• _Records for processing_
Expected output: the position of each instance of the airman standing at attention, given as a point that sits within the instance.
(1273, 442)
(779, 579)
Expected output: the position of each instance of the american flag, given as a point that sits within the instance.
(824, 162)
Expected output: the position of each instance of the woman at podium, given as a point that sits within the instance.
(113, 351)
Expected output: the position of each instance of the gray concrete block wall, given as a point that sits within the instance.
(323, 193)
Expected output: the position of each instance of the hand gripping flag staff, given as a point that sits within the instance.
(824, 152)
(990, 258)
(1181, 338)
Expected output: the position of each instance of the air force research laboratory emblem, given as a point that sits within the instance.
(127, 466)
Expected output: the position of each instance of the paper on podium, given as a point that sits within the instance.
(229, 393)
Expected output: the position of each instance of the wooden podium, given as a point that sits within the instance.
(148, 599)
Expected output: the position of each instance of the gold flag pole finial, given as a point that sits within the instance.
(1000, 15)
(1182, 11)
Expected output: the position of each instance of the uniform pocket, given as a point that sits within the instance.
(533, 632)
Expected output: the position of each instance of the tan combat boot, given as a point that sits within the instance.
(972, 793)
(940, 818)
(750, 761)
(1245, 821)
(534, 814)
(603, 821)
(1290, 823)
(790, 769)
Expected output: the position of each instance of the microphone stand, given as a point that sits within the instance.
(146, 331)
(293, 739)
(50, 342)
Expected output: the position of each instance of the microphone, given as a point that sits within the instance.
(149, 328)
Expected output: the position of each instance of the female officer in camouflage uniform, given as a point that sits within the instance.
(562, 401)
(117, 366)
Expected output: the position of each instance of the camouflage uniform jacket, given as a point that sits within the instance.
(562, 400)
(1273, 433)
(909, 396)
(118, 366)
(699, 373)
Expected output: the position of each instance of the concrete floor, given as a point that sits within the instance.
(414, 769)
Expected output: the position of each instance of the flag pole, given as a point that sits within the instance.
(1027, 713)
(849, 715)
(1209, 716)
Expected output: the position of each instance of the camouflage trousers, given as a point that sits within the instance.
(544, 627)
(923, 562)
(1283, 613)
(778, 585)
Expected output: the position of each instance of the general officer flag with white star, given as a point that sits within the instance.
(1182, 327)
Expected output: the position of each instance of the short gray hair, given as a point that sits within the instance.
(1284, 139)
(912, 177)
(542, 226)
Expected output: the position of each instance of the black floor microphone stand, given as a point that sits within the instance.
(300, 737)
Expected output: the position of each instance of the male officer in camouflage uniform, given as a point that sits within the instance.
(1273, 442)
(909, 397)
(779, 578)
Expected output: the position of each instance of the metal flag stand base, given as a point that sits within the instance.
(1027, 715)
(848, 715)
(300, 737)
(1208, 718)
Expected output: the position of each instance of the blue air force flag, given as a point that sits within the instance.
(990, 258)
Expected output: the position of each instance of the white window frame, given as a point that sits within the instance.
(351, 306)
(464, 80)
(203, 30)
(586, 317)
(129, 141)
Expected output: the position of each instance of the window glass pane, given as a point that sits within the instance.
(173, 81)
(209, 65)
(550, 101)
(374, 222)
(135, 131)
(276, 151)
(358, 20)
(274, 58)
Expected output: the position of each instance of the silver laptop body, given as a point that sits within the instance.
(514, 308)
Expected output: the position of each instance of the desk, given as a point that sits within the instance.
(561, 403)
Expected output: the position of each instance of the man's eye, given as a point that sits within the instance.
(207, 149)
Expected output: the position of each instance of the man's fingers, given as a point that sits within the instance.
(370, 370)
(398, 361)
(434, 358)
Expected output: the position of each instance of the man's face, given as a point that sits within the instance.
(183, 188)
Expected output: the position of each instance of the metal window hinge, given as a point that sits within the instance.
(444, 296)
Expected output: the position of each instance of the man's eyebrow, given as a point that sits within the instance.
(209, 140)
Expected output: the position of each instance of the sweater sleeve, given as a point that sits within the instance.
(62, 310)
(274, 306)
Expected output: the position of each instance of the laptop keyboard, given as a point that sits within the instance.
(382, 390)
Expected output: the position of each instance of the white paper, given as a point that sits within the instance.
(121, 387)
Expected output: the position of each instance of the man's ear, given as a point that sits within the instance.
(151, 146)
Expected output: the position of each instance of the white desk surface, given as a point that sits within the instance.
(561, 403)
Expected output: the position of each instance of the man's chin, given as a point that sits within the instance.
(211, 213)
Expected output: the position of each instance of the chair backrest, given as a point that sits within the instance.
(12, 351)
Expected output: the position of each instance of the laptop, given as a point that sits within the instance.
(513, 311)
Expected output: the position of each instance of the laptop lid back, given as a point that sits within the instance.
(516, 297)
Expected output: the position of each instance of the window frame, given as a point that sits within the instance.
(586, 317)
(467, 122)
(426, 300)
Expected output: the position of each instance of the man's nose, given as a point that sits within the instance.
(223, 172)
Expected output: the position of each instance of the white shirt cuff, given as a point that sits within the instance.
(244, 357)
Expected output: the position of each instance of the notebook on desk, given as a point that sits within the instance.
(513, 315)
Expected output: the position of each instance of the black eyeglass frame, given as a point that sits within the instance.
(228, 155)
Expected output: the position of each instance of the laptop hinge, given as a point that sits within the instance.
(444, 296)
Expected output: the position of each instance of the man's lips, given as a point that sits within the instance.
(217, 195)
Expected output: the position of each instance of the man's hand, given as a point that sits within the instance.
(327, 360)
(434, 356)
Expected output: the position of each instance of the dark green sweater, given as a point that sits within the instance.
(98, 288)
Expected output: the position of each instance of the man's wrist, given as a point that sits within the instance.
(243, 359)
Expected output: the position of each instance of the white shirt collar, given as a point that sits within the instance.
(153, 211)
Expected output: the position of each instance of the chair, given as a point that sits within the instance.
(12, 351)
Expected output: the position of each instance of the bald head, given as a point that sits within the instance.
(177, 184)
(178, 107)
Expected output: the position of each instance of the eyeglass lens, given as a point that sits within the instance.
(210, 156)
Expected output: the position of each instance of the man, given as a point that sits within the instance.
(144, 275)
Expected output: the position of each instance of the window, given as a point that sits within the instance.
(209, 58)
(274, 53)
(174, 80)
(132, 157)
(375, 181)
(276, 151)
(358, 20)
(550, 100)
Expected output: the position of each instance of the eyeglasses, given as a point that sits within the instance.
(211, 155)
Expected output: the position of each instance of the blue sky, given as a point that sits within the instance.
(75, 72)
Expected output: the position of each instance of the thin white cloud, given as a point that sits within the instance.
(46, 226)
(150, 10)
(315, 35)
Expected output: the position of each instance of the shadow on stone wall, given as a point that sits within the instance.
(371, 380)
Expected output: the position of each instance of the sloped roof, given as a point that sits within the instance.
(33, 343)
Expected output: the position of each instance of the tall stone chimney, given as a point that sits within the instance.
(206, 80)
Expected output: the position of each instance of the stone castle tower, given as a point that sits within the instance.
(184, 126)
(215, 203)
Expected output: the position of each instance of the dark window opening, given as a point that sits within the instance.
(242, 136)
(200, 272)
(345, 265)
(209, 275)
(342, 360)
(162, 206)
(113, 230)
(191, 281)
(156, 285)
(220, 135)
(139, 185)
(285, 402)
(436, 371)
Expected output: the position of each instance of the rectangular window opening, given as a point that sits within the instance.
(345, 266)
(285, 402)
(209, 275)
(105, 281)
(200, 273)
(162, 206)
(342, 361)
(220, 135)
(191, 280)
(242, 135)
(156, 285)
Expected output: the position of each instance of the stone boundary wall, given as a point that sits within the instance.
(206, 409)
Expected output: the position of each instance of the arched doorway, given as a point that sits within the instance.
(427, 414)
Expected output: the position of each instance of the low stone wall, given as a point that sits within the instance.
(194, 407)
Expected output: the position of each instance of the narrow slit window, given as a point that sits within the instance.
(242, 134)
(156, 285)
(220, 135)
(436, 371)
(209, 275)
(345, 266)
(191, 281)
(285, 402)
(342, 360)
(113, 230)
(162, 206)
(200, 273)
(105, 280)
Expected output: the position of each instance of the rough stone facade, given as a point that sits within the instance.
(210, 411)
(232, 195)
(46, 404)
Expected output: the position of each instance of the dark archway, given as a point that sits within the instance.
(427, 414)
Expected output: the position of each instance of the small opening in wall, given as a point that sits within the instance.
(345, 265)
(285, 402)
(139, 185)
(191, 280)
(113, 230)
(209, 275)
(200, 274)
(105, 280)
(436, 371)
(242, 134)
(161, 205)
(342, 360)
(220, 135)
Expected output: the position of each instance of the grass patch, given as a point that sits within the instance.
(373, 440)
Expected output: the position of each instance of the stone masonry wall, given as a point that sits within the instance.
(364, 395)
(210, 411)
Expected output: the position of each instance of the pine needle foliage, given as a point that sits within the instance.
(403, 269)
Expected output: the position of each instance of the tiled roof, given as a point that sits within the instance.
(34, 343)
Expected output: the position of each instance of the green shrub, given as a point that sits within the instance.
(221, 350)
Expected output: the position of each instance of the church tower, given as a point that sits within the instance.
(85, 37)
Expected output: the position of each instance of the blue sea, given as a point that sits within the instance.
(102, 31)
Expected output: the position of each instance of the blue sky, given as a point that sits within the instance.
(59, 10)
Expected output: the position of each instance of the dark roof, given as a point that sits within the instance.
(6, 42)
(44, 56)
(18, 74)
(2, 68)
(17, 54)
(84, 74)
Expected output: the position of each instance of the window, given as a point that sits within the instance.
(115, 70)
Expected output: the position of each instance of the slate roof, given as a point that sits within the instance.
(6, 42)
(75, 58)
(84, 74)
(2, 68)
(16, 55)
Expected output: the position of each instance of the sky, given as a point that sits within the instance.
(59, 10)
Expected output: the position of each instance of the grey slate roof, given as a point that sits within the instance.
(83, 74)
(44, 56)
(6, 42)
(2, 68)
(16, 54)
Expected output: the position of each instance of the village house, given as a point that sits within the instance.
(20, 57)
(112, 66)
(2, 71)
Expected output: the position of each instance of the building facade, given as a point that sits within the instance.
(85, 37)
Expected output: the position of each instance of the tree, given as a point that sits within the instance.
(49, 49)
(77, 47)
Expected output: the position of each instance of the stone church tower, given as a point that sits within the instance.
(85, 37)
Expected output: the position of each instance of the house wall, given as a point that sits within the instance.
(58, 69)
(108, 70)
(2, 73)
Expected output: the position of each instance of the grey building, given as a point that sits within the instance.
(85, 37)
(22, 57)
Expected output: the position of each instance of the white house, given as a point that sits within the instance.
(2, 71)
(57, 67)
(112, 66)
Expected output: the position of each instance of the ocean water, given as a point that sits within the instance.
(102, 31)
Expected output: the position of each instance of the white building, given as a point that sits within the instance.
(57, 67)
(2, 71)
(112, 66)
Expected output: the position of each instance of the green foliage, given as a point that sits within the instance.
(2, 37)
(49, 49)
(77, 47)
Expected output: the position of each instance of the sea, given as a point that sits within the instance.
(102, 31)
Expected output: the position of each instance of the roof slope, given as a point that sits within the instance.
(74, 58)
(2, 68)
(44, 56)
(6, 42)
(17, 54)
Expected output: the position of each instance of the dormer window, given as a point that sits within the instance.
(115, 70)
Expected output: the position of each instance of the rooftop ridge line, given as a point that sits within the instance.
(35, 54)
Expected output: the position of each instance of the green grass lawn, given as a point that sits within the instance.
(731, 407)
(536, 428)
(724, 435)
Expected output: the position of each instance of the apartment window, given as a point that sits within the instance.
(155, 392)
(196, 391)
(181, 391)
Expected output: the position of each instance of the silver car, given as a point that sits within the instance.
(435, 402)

• _Requirements_
Reproduce every line from the one containing "the green grass" through the end of the records, requests included, and offset each point coordinate in the answers by adding 124 to both of its numbers.

• _Exercise output_
Expected output: the position of each instance of the green grass lawn, given as a point that sits within the instance.
(855, 531)
(660, 552)
(848, 559)
Expected output: the position of each instance of the apartment window, given as a point that sits within the instance.
(279, 516)
(320, 515)
(305, 515)
Expected output: the position of each instance of the silver car, given as a point that sits within the instance.
(559, 526)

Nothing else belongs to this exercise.